Prompt: In the article about Patricia Zamora, repeat word for word the part that opens with the words containing "San Antonio-based actress" and closes with "had her hooked.".
═══ Text to read ═══
Norma Martinez / Texas Public Radio
Patricia Zamora's one-woman show runs April 12 to April 14 at San Antonio's Overtime Theater.

San Antonio-based actress Patricia Zamora has had a love for acting and theater since she was a child. The yearly runs of The Wizard of Oz on TV had her hooked.

“I really identified with Dorothy because she had dark eyes. She sorta looks like me!” Zamora exclaimed. “Ever since I was very little I was performing and putting on little skits and shows for my parents and dragging my sister along with me, who was really shy, but she just, you know, did it anyway because I needed someone to play off of.”

Credit Helena McNeil

When she told her parents she wanted to study theater in school, she got the reaction most children get when they tell their parents they don’t want to grow up to be doctors or lawyers. “Golly. Remember that character Droopy from, you know, the cartoon character? Both of my parents were Droopy,” Zamora said.
═══ Records supplied ═══
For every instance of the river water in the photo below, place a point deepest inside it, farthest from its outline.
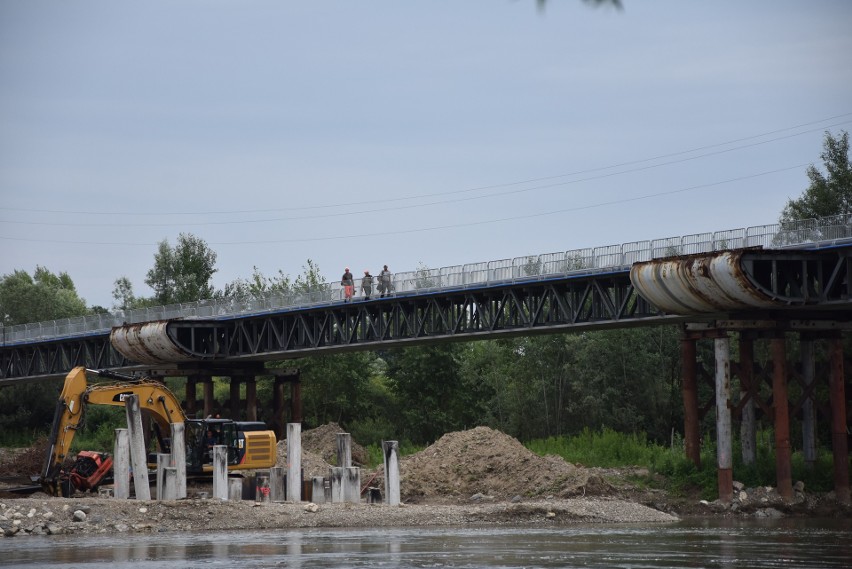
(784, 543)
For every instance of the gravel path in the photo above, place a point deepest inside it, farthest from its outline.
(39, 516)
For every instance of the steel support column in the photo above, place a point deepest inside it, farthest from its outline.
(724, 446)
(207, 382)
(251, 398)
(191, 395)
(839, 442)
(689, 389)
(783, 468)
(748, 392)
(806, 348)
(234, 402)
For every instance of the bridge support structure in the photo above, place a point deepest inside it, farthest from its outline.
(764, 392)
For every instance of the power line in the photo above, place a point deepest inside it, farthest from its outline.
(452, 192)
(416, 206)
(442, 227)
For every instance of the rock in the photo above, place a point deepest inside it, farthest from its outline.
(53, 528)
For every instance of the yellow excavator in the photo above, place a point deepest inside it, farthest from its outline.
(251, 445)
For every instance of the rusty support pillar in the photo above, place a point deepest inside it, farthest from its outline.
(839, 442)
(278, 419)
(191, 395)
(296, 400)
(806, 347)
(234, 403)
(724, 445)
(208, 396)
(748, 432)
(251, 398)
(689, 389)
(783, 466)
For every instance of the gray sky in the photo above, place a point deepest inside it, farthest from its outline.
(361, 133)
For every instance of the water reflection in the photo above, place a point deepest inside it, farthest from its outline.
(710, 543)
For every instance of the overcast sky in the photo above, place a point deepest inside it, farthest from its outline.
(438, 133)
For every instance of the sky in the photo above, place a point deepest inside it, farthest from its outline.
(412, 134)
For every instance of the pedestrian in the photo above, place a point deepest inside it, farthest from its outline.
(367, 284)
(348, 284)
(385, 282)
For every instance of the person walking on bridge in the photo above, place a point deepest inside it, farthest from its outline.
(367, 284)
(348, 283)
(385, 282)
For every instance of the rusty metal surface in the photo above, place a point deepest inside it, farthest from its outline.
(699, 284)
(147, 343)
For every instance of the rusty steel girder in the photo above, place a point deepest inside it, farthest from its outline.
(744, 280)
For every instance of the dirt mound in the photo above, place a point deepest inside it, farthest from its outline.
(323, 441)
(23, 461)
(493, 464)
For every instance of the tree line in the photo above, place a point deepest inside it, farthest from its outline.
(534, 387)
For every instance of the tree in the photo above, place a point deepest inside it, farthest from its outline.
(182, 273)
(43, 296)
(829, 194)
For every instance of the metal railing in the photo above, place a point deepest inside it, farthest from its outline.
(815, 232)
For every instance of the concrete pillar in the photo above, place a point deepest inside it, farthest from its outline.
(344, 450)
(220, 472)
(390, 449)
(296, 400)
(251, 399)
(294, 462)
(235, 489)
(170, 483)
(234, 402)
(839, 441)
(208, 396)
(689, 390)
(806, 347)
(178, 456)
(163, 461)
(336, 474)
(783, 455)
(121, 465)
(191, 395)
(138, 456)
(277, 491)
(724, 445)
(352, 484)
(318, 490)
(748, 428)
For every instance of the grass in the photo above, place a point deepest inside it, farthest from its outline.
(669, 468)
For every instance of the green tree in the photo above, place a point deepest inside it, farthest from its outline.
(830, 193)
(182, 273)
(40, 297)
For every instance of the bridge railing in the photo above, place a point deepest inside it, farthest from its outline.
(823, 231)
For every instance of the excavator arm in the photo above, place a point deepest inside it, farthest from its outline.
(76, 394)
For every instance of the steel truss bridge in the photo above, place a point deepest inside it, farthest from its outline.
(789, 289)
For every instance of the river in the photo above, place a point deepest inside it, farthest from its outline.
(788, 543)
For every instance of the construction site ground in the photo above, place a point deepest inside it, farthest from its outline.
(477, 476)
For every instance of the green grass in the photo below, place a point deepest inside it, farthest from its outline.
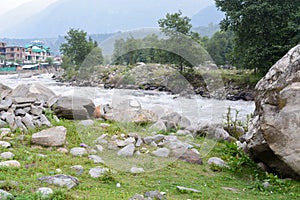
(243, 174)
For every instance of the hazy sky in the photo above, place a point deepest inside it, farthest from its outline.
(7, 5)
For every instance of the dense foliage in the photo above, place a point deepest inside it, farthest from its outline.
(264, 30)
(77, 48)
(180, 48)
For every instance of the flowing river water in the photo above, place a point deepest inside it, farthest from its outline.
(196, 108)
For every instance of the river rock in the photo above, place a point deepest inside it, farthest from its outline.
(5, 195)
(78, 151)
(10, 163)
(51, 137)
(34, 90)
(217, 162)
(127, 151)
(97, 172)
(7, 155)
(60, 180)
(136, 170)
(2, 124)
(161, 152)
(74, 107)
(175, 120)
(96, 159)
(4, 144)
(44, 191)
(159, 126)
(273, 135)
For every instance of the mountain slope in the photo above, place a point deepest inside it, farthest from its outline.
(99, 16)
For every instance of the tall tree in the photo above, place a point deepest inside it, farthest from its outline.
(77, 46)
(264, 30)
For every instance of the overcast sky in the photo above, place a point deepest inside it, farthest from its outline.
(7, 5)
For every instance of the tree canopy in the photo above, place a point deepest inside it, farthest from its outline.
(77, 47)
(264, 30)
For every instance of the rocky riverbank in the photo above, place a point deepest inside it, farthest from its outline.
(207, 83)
═══
Result:
San Antonio-based actress Patricia Zamora has had a love for acting and theater since she was a child. The yearly runs of The Wizard of Oz on TV had her hooked.